> Extract to read
* * * * * * *
Sure, but you still want your speaker to recreate the input audio accurately.
Any subjective effect desired can be added either when recording or after. If
said effect is however "built-in" to the speaker you can't then go and turn it
off if desired.

------
rabbadabba_88
Lots of things wrong with this.

1) $1k is nothing in the world of hi-fi. Unfortunately, loudspeakers are one
product where price absolutely does matter. Why? Well designed drivers tend to
be expensive and have heavy magnets (or even more expensive rare-earth
magnets). Acoustically non-harmful cabinets are expensive to produce and heavy
to ship. The speakers they're comparing them to are not hi-fi. They're cheap
home theater speakers.

2) Flat frequency response is a small part of perceived sound quality. Thought
experiment: Buy $10 computer speakers and EQ them flat with a software EQ. Do
they magically sound good? Of course not. Distortion, off-axis response, room
interaction -- these are just as important.

3) "Audiophile" quality usually means a strong / stable phantom image. Most
people haven't heard this before since true hi-fi system are rare. A properly
designed system in a properly set up a room, with a properly recorded album --
the illusion that the band is in the room with you is very strong. This isn't
even possible with a mono speaker.

4) Small speakers do not produce a meaningful amount of bass at normal
listening levels. No amount of DSP can cheat physics. Without the lowest 1-2
octaves, you do not have high fidelity.

I have a small Sony bluetooth speaker on my desk. It's acoustically somewhat
similar to the HomePod in the sense that it has high frequency drivers crossed
over to a (inadequate) bass driver at a relatively low frequency. This type of
design can have a pronounced clarity in the vocal range, which can be nice for
some recordings.

Sony EQ'd the shit out of them and boosted the bass in the 100hz region (or
more accurately and to their credit, shelved everything else). They don't
sound bad. But you can't beat physics. The bass driver is too small. The
stereo pair are too close together to create a phantom image. Their max output
is very limited.

The HomePod isn't any different. Yes, it can EQ itself flat. But for where?
The listening position? It can't EQ any more bass than that small driver is
capable of producing -- which is probably not much below 60-70hz at normal
listening levels. Room modes dominate in-room frequency response below 100hz.
* * * * * * *
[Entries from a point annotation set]
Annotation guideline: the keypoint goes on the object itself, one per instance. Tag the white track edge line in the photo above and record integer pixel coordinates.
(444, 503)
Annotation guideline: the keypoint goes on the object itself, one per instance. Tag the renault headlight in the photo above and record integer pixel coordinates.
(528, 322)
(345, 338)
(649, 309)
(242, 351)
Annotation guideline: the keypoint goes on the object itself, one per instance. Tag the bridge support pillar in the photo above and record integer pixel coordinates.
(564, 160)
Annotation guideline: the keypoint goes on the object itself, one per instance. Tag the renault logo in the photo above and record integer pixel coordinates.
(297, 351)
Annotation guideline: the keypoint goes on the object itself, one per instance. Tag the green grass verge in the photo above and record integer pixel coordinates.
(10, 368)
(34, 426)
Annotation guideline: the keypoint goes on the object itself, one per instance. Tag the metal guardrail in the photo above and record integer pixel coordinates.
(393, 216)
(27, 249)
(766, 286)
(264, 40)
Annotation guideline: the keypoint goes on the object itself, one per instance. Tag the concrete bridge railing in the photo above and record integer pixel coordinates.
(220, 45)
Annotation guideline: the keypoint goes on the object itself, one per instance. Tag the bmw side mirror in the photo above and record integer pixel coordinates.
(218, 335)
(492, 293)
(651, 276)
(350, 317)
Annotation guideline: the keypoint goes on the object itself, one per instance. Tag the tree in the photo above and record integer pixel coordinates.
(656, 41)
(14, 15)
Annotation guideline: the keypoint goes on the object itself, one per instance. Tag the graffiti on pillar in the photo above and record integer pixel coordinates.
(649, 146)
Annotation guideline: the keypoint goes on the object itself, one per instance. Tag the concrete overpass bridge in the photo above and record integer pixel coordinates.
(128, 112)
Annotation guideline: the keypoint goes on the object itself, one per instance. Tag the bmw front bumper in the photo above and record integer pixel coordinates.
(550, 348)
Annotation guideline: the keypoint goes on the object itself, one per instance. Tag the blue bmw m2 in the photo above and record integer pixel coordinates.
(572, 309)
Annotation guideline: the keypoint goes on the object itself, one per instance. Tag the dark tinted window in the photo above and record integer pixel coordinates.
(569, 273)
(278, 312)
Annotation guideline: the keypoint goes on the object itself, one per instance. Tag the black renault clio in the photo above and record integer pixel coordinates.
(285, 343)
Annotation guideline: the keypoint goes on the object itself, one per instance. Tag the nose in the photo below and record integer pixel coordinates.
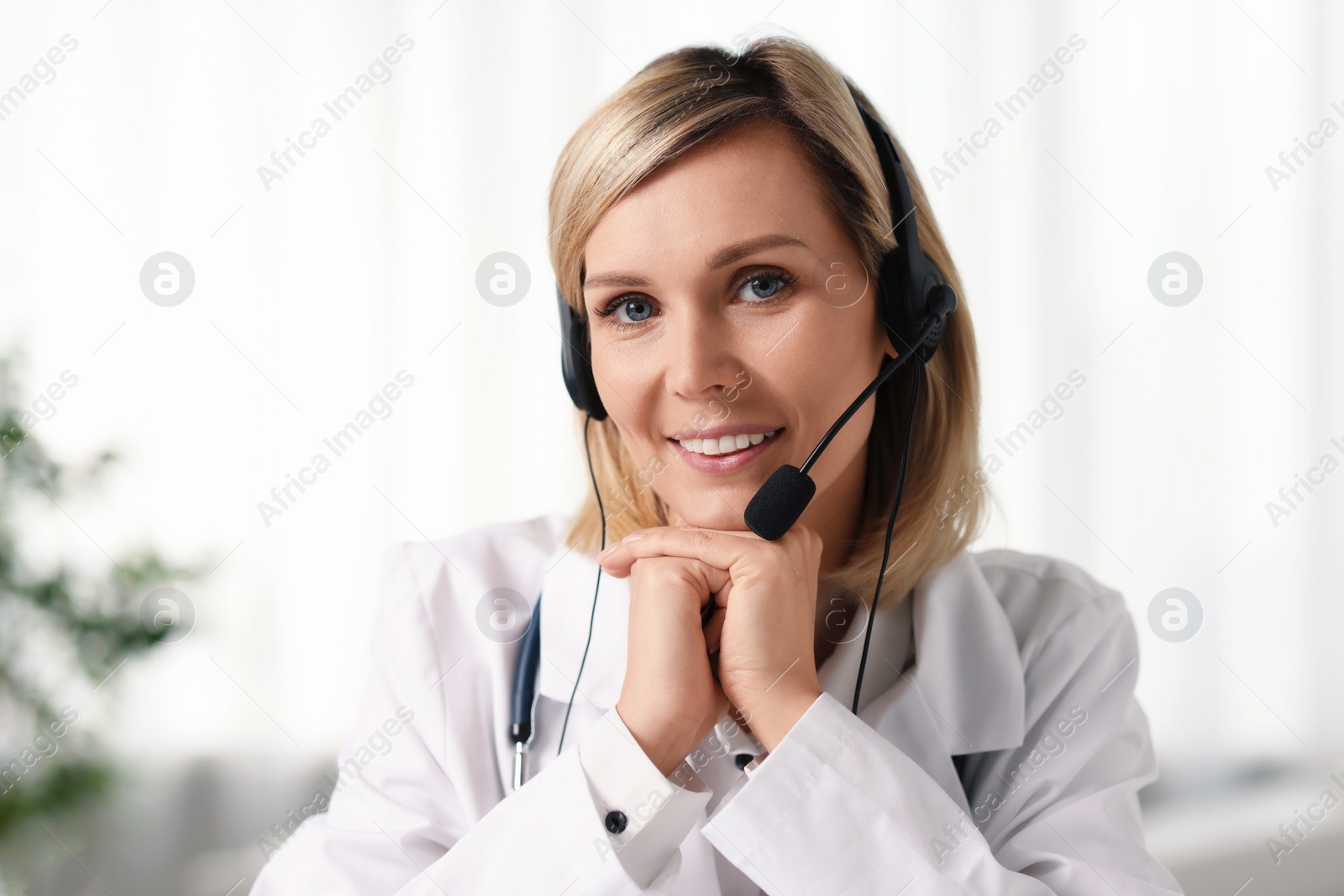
(703, 355)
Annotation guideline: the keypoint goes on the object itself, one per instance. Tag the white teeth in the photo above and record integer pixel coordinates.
(725, 443)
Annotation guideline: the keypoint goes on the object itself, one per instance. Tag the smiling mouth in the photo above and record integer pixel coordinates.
(725, 443)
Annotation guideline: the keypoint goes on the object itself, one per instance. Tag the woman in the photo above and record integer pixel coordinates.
(718, 228)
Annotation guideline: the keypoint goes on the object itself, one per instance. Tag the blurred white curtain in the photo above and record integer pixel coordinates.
(360, 262)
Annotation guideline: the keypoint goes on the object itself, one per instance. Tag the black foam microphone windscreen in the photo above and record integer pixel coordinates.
(780, 501)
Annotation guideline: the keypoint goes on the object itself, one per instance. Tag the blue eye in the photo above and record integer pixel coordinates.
(763, 285)
(638, 311)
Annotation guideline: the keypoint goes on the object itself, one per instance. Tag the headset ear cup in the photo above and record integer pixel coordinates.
(895, 313)
(575, 365)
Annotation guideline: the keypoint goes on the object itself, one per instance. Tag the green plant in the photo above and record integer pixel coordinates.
(62, 631)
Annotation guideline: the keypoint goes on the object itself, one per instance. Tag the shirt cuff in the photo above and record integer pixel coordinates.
(658, 812)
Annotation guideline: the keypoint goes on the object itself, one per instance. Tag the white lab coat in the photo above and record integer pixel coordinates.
(1023, 663)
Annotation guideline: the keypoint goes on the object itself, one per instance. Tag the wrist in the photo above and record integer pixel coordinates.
(652, 747)
(776, 719)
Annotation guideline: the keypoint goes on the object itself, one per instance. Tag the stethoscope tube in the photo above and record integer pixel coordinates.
(524, 694)
(523, 708)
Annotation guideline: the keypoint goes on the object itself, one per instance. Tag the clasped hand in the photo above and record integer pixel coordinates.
(763, 629)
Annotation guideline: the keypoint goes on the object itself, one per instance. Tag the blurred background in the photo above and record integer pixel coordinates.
(1159, 217)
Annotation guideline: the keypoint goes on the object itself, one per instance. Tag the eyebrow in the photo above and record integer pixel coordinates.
(721, 258)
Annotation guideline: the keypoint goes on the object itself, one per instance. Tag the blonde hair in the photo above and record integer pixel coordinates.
(696, 94)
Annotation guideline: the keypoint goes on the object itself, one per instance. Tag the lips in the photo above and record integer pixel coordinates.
(729, 461)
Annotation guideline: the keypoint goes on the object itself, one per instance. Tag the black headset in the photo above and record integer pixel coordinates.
(916, 302)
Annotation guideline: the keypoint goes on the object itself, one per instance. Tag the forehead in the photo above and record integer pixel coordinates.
(753, 181)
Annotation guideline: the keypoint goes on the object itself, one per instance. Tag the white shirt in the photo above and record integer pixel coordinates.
(1023, 665)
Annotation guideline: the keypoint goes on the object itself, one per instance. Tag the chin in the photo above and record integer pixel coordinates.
(712, 512)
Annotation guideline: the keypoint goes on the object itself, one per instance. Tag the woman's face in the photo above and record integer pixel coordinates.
(723, 298)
* * * * * * *
Set down the passage of the speaker thread between "The HomePod isn't" and "response below 100hz.", inclusive.

> Solution to the exercise
The HomePod isn't any different. Yes, it can EQ itself flat. But for where?
The listening position? It can't EQ any more bass than that small driver is
capable of producing -- which is probably not much below 60-70hz at normal
listening levels. Room modes dominate in-room frequency response below 100hz.